> [GIVEN INSTRUCTION A]: Using the P91 piping excerpt below, please explain in one to three sentences why the replacement of the weld at New Harquahala was not straightforward.
> [GIVEN INSTRUCTION B]: According to the P91 piping excerpt below, what filler material was used in the circumferential girth weld joining the transition piece in the main steam line to the steam-turbine stop valve?

DeGrooth and Gressler paused to stress the importance of proper microstructure in minimizing creep damage. They said that all materials suffer from creep in high-temperature environments, adding that creep-induced cracking of P91 has been found at several plants in the US and UK.
P91 accumulates creep and fatigue damage much like the older P22, which is more familiar to powerplant owner/operators. But because P91 piping has a thinner wall than P22 for equivalent service conditions it is less prone to thermal strains caused by temperature variations over time. Gressler said that an operating temperature of only 20 deg F above the design point can reduce material life by half.
Unexpected surprise
You may wonder why PMI testing is necessary. Perhaps you even think that it’s make-work for the consulting team. Consider this: Even if when all necessary drawings and materials certifications are available, do you really know if all the inspections that should have been done during construction (both at fabrication shops and in the field) actually were done, and how well they were done? Paranoia? Possibly. But lives may be at risk so you can’t afford to skip PMI in the inspection process.
SI’s work at New Harquahala uncovered low-alloy filler material in a critical weld in Unit 2’s HP steam system (Fig 3). Then metallurgists found the same material in the same weld on both Units 1 and 3. Clearly, this was unexpected and of great concern. You can ask yourself, “Why did this happen? How did this happen?” But you’ll probably never know, and the only question that really matters is “How can we correct the situation, and how quickly must we react?”
Background. PMI revealed that the circumferential girth weld joining the P91transition piece in the main steam line to the P91 steam-turbine stop valve was fabricated using 1.25Chrome material (P91 is 9Chrome). Decision: Replace the weld (Figs 4, 5).
The weld repair was not straight-forward because of the difficult location and the different sources of P91 material for the transition piece and the valve body. Regarding the latter, the valve, fabricated to European code standards, was tempered at a lower temperature than that used to temper P91 piping.
Documentation provided by Siemens Energy, which supplied the steam turbines as well as the gas turbines, indicated that for welds requiring heat treatment, the temperature range must be between 9 and 45 deg F below the last tempering temperature of the valve body: 1346F.
Industry experience indicates that exceeding the temperature can damage the base material during post-weld heat treatment (PWHT). However, the Siemens requirement is not consistent with guidelines presented in Section I of the 2009b ASME Boiler and Pressure Vessel Code, table PW-39, which recommends 1375F. But it does conform to the current version of ASME’s B31.1 Power Piping Code.

> [INFORMATION SHOWN]:
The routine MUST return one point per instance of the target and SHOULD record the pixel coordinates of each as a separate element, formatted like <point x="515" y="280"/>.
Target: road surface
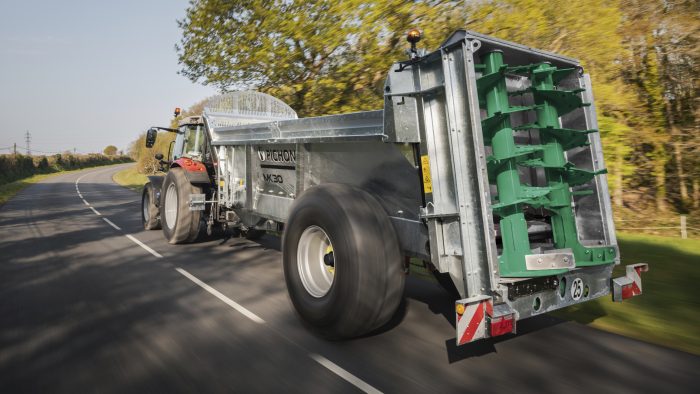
<point x="91" y="302"/>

> [RESPONSE A]: The weld repair was complicated by its difficult location and by the transition piece and the valve body coming from different sources of P91 material. The valve was built to European code standards and was tempered at a lower temperature than the one used to temper P91 piping.

> [RESPONSE B]: It was fabricated using 1.25Chrome material.